*PROVIDED MATERIAL*:
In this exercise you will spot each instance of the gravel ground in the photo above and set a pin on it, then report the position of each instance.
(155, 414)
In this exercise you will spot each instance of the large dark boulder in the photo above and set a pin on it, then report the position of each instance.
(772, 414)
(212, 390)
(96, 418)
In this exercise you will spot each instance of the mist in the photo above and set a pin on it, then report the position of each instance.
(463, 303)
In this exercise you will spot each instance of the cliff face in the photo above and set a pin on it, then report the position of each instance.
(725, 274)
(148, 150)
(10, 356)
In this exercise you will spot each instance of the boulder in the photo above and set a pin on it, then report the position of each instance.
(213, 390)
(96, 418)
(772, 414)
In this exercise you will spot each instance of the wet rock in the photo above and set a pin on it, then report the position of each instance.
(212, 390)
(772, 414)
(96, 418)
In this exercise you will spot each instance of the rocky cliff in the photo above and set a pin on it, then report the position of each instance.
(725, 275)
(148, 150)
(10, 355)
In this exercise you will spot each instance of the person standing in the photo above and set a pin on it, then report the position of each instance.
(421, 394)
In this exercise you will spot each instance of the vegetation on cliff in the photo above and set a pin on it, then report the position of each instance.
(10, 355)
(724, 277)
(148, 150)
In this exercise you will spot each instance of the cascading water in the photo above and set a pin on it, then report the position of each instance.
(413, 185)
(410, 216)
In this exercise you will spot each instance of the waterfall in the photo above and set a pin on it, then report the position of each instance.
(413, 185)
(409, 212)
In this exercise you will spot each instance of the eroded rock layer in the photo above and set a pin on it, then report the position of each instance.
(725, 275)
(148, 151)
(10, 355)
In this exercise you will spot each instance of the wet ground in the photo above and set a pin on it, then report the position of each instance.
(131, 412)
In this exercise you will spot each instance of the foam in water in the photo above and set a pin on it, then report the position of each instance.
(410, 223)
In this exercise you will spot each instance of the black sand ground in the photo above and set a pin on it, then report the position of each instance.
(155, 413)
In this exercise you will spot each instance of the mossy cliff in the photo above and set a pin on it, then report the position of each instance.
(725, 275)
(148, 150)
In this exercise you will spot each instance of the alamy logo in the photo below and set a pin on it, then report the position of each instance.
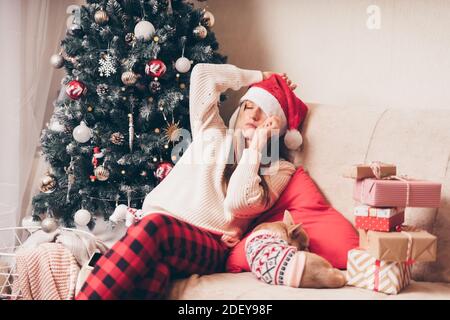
(374, 17)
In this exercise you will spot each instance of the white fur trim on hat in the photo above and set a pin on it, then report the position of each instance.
(233, 119)
(268, 103)
(293, 139)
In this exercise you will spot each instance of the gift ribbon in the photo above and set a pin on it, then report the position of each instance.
(376, 280)
(400, 178)
(376, 168)
(406, 231)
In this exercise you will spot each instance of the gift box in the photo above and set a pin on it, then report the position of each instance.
(365, 271)
(399, 246)
(398, 192)
(378, 219)
(374, 170)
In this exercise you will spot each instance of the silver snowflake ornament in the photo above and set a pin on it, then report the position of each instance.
(107, 66)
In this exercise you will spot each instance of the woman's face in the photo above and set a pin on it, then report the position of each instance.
(250, 117)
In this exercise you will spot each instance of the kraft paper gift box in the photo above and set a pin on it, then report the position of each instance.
(394, 246)
(373, 170)
(378, 219)
(365, 271)
(406, 192)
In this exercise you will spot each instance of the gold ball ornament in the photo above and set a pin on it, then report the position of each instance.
(117, 138)
(129, 78)
(101, 17)
(48, 183)
(208, 19)
(200, 32)
(172, 132)
(101, 173)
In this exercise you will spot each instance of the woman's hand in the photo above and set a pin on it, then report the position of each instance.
(292, 86)
(264, 131)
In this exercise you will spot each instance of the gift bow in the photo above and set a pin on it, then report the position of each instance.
(376, 168)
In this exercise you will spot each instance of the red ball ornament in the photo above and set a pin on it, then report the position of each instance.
(75, 89)
(155, 68)
(163, 170)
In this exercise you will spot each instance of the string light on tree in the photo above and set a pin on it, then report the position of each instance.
(101, 53)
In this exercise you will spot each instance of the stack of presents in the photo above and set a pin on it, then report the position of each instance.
(387, 248)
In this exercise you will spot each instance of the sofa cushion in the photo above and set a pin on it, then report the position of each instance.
(245, 286)
(331, 235)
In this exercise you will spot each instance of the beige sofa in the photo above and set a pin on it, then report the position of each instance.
(418, 141)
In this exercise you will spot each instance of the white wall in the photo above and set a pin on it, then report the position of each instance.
(326, 47)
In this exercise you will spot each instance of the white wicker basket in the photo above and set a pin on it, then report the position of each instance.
(8, 275)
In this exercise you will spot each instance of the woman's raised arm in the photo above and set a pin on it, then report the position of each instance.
(208, 81)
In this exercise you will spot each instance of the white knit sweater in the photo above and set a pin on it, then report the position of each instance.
(195, 190)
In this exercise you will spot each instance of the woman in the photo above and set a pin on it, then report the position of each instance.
(205, 205)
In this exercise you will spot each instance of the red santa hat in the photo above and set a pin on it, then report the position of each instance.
(274, 97)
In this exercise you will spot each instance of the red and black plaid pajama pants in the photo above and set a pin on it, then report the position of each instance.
(156, 250)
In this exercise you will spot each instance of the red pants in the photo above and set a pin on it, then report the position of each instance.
(154, 251)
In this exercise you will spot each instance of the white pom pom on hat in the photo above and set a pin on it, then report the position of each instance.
(274, 97)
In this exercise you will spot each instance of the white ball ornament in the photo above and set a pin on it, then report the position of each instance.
(144, 30)
(49, 225)
(30, 224)
(183, 65)
(82, 217)
(293, 139)
(82, 133)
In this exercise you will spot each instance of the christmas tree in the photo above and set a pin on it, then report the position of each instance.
(123, 103)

*ACTION ITEM*:
Return all the material exactly, skipping pictures.

*PROBLEM SOLUTION*:
In this exercise you will spot each instance of the gravel ground in the photo above and set a pin on it, then report the position of each instance.
(155, 414)
In this exercise you will spot each instance of the large dark boulder in the photo above and set a pin on it, then report the position of each instance.
(772, 414)
(212, 390)
(96, 418)
In this exercise you will spot each instance of the mist in the photo above and set a pin on it, then report the position of each instance.
(463, 303)
In this exercise you will spot each instance of the cliff face in the photo above and set a pin on it, then report the position of each instance.
(725, 274)
(148, 150)
(10, 356)
In this exercise you will spot each instance of the boulder in the photo above and set a pin on it, then report the position of each instance.
(213, 390)
(96, 418)
(772, 414)
In this exercise you will spot each instance of the wet rock in the photo above and set a pin on it, then report the position of each instance.
(212, 390)
(772, 414)
(96, 418)
In this exercise you will spot each instance of the rocky cliff in the photo above and set a pin on it, then report the position of each instance.
(725, 275)
(148, 150)
(10, 355)
In this exercise you will spot each instance of the person standing in the photo above and set a pin on it, then report the position of each instance.
(421, 394)
In this exercise you will spot each instance of the vegetation on cliff in the photo above and set a pin on it, then report the position of each instance.
(10, 355)
(724, 277)
(148, 150)
In this exercise you will spot each instance of the cascading water in the photo above and set a pin on it, then report the position of each instance.
(413, 185)
(410, 216)
In this exercise you will spot each instance of the waterfall in the photo above and set a pin on it, then report the position of each instance.
(413, 185)
(409, 212)
In this exercise you will spot each instance of the eroded rock layer in the photo above and set a pin on it, then report the position of each instance.
(725, 275)
(148, 151)
(10, 355)
In this exercise you will spot each instance of the wet ground in the photo above and set a pin on it, then report the position of each instance.
(131, 412)
In this exercise you will spot each instance of the foam in water in the photo above and set a pin on it, then report the position of each instance.
(410, 223)
In this exercise you will spot each instance of the black sand ground in the photo above and set a pin on it, then report the position of each instance.
(155, 413)
In this exercise you will spot each instance of the mossy cliff in the photo above and set a pin on it, then report the position of each instance.
(725, 275)
(148, 150)
In this exercise you will spot each instance of the alamy logo in the photo below and set a pin on it, then report the position of each instance.
(374, 17)
In this exercise you will spot each instance of the white fur trim on hat in the photo above and set a pin on it, then report the position of each instance.
(233, 119)
(268, 103)
(293, 139)
In this exercise you will spot each instance of the gift ribbon in the photo above and set a pin on it, then report the position of each instance.
(376, 280)
(400, 178)
(376, 168)
(406, 231)
In this exercise you will spot each instance of the gift box in the photo above and set a pin on it, then report the position of each instance.
(365, 271)
(399, 246)
(398, 192)
(378, 219)
(374, 170)
In this exercise you will spot each instance of the silver snowflake ornament in the photo above and set a pin on it, then report the position of each instance.
(107, 66)
In this exercise you will spot each instance of the woman's face in the photo above and set a pin on it, then report the position of each instance.
(250, 117)
In this exercise you will spot each instance of the kraft paper gift box in the photo above and set a pin on it, then report the position of each instance.
(394, 246)
(373, 170)
(378, 219)
(365, 271)
(406, 192)
In this exercise you will spot each instance of the gold ball ornament in the photo above and set a pin on it, then report the position of each instance.
(117, 138)
(129, 78)
(101, 17)
(48, 183)
(208, 19)
(200, 32)
(172, 132)
(101, 173)
In this exercise you will spot each instance of the woman's hand in the photo above and set a pin on it, then report the position of each instance.
(292, 86)
(264, 131)
In this exercise you will spot each instance of the gift bow in the photo above and set a pin on it, then report the position of each instance.
(376, 168)
In this exercise you will spot each instance of the red ball ornament in the photo above and set a pin on it, then report the position of each instance.
(75, 89)
(155, 68)
(163, 170)
In this exercise you will spot each instance of the string light on tree in the photo above and set a pin on it, then report the position of each instance.
(101, 53)
In this exercise you will spot each instance of the stack of presents in the photo above and set a pin on it, then report the position of each instance.
(387, 248)
In this exercise you will spot each instance of the sofa cushion in the photo above and set a pin on it, then report the position of each instance.
(245, 286)
(331, 235)
In this exercise you will spot each instance of the beige sofa in the photo above and set a pin on it, then report the position of each instance.
(418, 141)
In this exercise you will spot each instance of the white wall in the photo above and set a pin on it, then report the position of each instance.
(326, 47)
In this exercise you will spot each instance of the white wicker basket in the photo above and set a pin on it, then report the position of each instance.
(8, 275)
In this exercise you will spot each instance of the woman's raised arm in the photo above and set a pin on it, then report the position of each instance.
(208, 81)
In this exercise you will spot each instance of the white knit sweater in the photo above and set a pin on it, then report the position of each instance.
(195, 190)
In this exercise you will spot each instance of the woman in the photo above and set a pin on it, then report the position of each instance.
(205, 205)
In this exercise you will spot each instance of the red santa hat in the photo above and set a pin on it, then report the position of each instance.
(274, 97)
In this exercise you will spot each instance of the red and black plaid pajama pants in the photo above and set a pin on it, then report the position of each instance.
(156, 250)
In this exercise you will spot each instance of the red pants in the photo above and set a pin on it, then report the position of each instance.
(154, 251)
In this exercise you will spot each instance of the white pom pom on hat in the photo above and set a pin on it, then report the position of each instance.
(274, 97)
In this exercise you will spot each instance of the white ball ornament in the photo above and set a pin on it, then report the position of each instance.
(144, 30)
(49, 225)
(30, 224)
(183, 65)
(82, 217)
(293, 139)
(82, 133)
In this exercise you will spot each instance of the christmas tree in the photo above and set a pin on it, then report the position of each instance.
(123, 103)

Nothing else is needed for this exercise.